■ **TASK DESCRIPTION**
The listing below is the input. Say how many of its lines contain "shirt", giving the number alone.

■ **EXTRACTED INFORMATION**
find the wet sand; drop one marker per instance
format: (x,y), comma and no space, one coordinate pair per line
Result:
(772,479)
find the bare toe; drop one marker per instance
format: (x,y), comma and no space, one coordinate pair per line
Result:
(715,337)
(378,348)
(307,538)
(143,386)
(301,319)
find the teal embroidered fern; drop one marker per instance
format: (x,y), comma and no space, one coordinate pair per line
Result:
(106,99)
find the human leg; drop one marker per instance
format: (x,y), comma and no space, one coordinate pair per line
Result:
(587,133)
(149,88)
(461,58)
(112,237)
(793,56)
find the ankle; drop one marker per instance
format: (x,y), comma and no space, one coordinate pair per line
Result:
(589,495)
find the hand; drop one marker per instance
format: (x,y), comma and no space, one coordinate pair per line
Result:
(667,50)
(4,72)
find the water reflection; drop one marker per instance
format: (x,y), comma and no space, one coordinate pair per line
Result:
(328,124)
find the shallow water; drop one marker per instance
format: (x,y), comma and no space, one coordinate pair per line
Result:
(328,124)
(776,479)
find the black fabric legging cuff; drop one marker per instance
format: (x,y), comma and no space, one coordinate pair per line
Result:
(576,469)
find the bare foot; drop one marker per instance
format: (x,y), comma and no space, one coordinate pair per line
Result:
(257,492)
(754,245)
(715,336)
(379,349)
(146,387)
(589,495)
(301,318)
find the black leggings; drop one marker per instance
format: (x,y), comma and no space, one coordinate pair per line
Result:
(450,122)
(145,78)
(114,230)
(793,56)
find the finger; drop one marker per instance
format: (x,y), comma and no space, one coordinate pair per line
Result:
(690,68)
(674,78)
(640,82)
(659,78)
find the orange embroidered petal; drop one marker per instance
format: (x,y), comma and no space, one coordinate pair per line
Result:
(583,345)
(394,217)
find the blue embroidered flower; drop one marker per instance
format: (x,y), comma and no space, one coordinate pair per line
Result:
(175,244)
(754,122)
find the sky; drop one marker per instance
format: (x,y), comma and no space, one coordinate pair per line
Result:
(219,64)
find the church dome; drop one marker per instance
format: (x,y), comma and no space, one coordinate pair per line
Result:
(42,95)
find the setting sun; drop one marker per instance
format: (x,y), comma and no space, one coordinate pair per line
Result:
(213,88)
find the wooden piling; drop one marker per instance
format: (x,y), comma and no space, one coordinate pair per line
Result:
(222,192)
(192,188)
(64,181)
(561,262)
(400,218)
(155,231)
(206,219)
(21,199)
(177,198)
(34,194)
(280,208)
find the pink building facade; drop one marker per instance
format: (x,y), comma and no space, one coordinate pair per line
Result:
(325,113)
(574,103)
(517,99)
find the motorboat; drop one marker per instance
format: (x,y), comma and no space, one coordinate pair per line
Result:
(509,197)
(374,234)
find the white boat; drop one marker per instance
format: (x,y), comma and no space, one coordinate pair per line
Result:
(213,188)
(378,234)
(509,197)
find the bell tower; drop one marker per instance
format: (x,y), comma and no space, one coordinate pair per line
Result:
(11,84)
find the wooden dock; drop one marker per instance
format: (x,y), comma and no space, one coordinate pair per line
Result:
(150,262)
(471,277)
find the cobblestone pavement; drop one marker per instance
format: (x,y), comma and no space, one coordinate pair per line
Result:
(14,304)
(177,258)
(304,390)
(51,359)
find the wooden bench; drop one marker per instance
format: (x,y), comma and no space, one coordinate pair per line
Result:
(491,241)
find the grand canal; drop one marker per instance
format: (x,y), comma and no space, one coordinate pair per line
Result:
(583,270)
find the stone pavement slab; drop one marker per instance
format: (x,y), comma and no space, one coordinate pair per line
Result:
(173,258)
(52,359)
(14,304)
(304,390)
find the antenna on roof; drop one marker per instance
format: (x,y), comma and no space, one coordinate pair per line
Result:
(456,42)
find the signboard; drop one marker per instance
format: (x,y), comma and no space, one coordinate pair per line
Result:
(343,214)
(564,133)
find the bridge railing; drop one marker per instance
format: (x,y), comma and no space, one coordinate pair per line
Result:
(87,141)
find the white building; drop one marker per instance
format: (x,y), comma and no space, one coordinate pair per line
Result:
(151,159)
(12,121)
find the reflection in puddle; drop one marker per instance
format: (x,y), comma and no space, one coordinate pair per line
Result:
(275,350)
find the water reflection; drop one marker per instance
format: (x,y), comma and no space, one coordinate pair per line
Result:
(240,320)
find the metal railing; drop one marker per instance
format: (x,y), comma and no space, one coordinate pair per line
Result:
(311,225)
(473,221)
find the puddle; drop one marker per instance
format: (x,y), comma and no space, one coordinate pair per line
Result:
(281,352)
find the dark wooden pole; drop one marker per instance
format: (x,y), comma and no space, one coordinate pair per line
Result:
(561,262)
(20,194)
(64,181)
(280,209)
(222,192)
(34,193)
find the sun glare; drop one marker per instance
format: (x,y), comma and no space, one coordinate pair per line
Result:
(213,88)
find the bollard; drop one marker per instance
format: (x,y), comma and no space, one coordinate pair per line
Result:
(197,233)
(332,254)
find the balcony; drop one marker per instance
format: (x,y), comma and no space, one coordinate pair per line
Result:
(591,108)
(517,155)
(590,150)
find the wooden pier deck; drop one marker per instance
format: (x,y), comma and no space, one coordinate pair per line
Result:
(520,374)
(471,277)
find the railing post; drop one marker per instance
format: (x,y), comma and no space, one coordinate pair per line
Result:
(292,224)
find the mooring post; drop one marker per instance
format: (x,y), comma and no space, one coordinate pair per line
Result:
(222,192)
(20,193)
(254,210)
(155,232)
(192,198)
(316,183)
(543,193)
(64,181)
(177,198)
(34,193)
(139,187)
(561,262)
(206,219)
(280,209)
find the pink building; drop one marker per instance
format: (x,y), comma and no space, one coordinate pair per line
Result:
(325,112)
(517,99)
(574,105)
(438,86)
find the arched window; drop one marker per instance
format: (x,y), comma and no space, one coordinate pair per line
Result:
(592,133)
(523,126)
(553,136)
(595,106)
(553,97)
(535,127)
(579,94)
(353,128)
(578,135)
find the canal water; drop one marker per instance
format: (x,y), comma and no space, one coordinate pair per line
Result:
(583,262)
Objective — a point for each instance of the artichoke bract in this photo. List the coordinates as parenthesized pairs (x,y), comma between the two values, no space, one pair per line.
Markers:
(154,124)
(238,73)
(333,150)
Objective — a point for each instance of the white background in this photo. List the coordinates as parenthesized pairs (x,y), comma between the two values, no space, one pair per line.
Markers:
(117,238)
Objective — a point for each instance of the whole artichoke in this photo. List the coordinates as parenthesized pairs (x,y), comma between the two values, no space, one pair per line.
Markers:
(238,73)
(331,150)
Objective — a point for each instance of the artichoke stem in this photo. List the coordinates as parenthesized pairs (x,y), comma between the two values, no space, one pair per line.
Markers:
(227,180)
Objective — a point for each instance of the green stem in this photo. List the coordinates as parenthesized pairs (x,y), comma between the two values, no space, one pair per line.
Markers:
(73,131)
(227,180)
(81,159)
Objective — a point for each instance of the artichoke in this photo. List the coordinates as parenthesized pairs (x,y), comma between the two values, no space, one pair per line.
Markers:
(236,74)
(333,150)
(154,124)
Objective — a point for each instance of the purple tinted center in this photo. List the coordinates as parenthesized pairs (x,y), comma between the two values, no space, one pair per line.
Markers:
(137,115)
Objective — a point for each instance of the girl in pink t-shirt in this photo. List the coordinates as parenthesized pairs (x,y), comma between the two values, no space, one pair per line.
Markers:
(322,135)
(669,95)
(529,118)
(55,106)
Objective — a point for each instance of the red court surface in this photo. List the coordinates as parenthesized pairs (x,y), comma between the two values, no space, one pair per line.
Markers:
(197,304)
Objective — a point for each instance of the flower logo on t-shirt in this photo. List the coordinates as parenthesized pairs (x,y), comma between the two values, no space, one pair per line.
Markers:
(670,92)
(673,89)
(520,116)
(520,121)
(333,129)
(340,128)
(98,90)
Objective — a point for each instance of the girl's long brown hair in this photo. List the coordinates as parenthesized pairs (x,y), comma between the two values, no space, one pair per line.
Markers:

■ **EXERCISE RESULT**
2